[Data excerpts]
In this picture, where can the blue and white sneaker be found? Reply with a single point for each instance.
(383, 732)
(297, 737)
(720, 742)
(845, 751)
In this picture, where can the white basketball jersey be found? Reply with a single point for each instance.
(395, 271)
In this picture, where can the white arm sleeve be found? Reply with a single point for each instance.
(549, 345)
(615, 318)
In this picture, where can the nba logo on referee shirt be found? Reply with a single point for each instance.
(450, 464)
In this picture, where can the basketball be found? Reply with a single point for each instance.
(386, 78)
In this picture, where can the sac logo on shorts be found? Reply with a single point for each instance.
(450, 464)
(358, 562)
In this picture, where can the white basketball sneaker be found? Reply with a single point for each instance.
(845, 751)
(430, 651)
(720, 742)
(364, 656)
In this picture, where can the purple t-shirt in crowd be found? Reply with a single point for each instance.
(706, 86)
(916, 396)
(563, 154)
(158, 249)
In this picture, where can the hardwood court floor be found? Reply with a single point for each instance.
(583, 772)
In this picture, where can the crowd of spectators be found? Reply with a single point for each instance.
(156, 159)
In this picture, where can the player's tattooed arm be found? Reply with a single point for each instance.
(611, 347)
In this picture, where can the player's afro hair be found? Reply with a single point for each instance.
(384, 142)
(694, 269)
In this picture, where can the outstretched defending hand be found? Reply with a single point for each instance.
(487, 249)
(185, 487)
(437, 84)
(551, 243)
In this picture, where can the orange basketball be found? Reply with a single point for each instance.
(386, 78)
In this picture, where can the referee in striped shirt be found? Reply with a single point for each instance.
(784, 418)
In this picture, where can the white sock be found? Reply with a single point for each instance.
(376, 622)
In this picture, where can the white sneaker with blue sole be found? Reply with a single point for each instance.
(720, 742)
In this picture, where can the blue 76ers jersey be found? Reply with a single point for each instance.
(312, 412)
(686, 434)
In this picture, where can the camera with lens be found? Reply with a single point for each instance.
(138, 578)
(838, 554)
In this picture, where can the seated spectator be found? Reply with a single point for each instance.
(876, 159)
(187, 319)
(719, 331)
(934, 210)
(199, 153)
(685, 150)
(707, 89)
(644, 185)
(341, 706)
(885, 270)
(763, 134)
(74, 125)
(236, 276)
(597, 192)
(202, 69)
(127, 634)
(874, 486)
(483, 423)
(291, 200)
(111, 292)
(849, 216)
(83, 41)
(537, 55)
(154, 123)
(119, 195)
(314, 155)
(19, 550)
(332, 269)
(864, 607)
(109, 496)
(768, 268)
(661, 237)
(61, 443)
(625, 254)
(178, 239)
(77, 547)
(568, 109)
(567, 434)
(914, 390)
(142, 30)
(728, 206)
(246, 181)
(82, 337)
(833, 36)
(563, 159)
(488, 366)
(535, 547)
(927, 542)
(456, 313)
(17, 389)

- _Work item_
Would you set down all of the entries again, word for word?

- _Answer to this problem_
In this picture, where can the blue and white sneaker be found? Reply with a single point for each instance.
(383, 732)
(297, 737)
(720, 742)
(845, 751)
In this picture, where can the white basketball jersey be found? Reply with a single point for each instance.
(395, 271)
In this picture, where can the white arm sleeve be found? Reply with a single point for each instance.
(549, 345)
(615, 318)
In this picture, where can the nba logo on referee shirt be found? Reply with a single point for each instance.
(450, 464)
In this picture, where can the basketball be found? Reply with a single point for each instance.
(386, 78)
In this picture, where can the sac logo on shorts be found? Reply with a single point for each instance.
(450, 464)
(358, 562)
In this picture, where can the white basketball sneaker be found? Reply with a single point for each instance.
(845, 751)
(430, 651)
(720, 742)
(364, 656)
In this picture, where can the purple t-shirt in crowd be found? Reply with a single point for each instance.
(706, 86)
(916, 396)
(563, 154)
(158, 249)
In this picture, where can the hardwood court floor be found? Reply with a single point for each instance.
(583, 772)
In this picture, where can the crowd of spectators be found? Reply with a single point for each instance.
(156, 159)
In this picture, where can the player's tattooed arm be found? Reply with a single point for each instance.
(611, 347)
In this picture, where can the player's afro hair be found? Reply with a single point for each instance.
(384, 142)
(694, 269)
In this picture, where can the outstretched defending hand be found? Reply with a single point for each instance.
(487, 249)
(185, 487)
(437, 84)
(551, 243)
In this picture, where can the orange basketball be found? Reply with a single point for each instance.
(386, 78)
In this picture, where can the referee in striped shirt be found? Reply with a single point for each instance.
(784, 418)
In this picture, where can the white sock be found? Reply with a single point for each instance.
(376, 622)
In this picture, where can the white sneaker with blue sole be found? Reply with a single point for each instance.
(720, 742)
In this picture, where can the blue 76ers jersey be found? Reply with a single point for each instance.
(312, 412)
(686, 434)
In this picture, where can the camera with lens be found? Reply with a single point for each instance.
(138, 578)
(838, 554)
In this picture, where can the seated spectator be found? Reply with a single point for each instance.
(876, 159)
(187, 319)
(719, 331)
(934, 210)
(199, 153)
(685, 150)
(707, 89)
(644, 185)
(341, 706)
(885, 270)
(763, 134)
(74, 125)
(236, 276)
(597, 192)
(202, 69)
(127, 634)
(874, 486)
(483, 423)
(291, 200)
(111, 292)
(849, 216)
(83, 41)
(537, 55)
(154, 123)
(119, 195)
(314, 155)
(19, 550)
(332, 269)
(864, 607)
(109, 496)
(768, 268)
(661, 237)
(61, 443)
(625, 254)
(178, 239)
(77, 547)
(568, 109)
(567, 434)
(914, 390)
(142, 30)
(728, 206)
(246, 181)
(82, 337)
(833, 36)
(563, 159)
(488, 366)
(535, 547)
(927, 542)
(456, 313)
(17, 389)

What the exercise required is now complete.